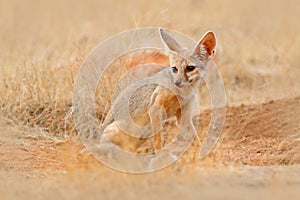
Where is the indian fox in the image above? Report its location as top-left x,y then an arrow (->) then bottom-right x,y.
101,28 -> 216,150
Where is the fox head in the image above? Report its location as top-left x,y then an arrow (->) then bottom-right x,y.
159,29 -> 216,87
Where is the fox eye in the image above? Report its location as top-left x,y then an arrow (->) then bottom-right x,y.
172,67 -> 178,73
186,65 -> 195,72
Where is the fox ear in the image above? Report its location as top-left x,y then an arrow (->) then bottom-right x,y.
193,31 -> 216,62
159,28 -> 182,52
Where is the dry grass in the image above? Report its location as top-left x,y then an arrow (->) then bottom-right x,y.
0,0 -> 300,197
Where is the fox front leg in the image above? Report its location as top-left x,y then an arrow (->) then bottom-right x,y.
148,104 -> 167,149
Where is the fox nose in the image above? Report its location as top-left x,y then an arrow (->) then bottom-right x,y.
175,81 -> 181,87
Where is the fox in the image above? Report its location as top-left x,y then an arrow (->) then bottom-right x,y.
101,28 -> 216,152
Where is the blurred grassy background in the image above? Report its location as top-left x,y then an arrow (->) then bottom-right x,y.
0,0 -> 300,136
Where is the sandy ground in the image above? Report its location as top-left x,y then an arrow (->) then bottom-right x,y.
0,97 -> 300,199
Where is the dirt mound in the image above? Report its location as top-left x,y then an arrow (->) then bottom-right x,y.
0,97 -> 300,171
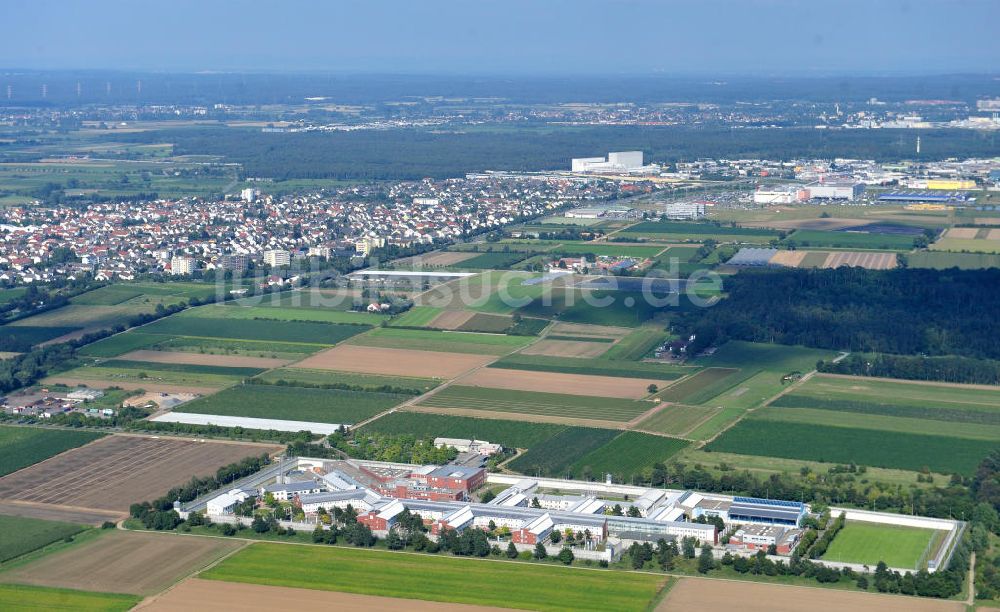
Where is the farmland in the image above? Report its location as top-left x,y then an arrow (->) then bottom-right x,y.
201,544 -> 666,611
0,426 -> 103,476
0,432 -> 279,516
0,515 -> 86,563
350,327 -> 531,355
0,584 -> 141,612
706,418 -> 996,475
257,368 -> 438,393
295,344 -> 493,378
823,521 -> 940,569
142,316 -> 369,344
176,385 -> 409,424
490,353 -> 696,381
4,530 -> 244,595
569,431 -> 688,482
419,385 -> 652,423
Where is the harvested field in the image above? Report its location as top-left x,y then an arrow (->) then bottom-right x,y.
822,251 -> 896,270
656,578 -> 965,612
296,344 -> 494,378
550,321 -> 635,339
3,530 -> 246,595
143,578 -> 502,612
0,435 -> 281,515
944,227 -> 979,239
427,310 -> 475,330
43,376 -> 219,395
119,350 -> 288,369
771,251 -> 807,268
520,340 -> 611,358
460,368 -> 663,399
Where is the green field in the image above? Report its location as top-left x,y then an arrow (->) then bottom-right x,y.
142,315 -> 369,344
705,418 -> 996,476
0,317 -> 80,345
181,385 -> 410,425
80,331 -> 170,357
568,431 -> 688,482
637,404 -> 719,437
390,306 -> 442,327
350,327 -> 532,355
907,251 -> 1000,270
0,515 -> 87,563
0,425 -> 104,476
203,302 -> 386,325
0,584 -> 142,612
782,230 -> 913,251
507,427 -> 623,478
489,354 -> 697,381
420,385 -> 652,422
361,412 -> 566,448
257,367 -> 439,393
822,521 -> 935,570
200,544 -> 666,612
656,368 -> 745,404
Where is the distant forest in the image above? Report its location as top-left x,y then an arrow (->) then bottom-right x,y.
115,126 -> 1000,180
685,268 -> 1000,360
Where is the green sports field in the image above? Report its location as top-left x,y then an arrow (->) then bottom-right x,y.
200,544 -> 667,612
822,521 -> 938,569
0,584 -> 142,612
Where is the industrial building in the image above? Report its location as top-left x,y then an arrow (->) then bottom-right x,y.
570,151 -> 659,173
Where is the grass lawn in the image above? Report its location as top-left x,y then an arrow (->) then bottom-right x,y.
0,584 -> 142,612
181,385 -> 411,425
822,521 -> 935,569
0,515 -> 87,563
0,426 -> 104,476
201,544 -> 666,612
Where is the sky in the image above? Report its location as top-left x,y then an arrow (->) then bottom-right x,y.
0,0 -> 1000,75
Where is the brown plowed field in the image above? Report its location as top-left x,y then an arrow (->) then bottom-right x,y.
459,368 -> 663,399
521,340 -> 611,357
295,344 -> 496,378
427,310 -> 476,330
139,578 -> 502,612
822,251 -> 896,270
770,251 -> 808,268
3,530 -> 246,596
42,376 -> 219,395
656,578 -> 965,612
117,350 -> 289,369
0,435 -> 281,515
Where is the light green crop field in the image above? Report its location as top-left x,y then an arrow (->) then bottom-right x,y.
201,544 -> 667,612
195,302 -> 386,325
420,385 -> 653,422
822,521 -> 936,569
348,327 -> 533,355
0,584 -> 142,612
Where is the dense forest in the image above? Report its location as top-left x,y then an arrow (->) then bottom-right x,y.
########################################
Task to carry out: Scale the stretch from the line containing "Where is the green sports" through the line containing "570,151 -> 659,173": reproduce every one of those lines, requests included, and multiply each box coordinate in the answers by 0.5, rounding to whole numbers with halves going up.

Completed exercise:
Where is the green sports field in the image above? Report its location as top-left x,y then an arrow (->) then bottom-right x,y.
100,272 -> 334,306
411,261 -> 469,285
0,292 -> 71,306
Where is the industrial building in the image above? Report its location as top-left x,y then an arrow (->) then bottom-right x,y.
285,76 -> 330,87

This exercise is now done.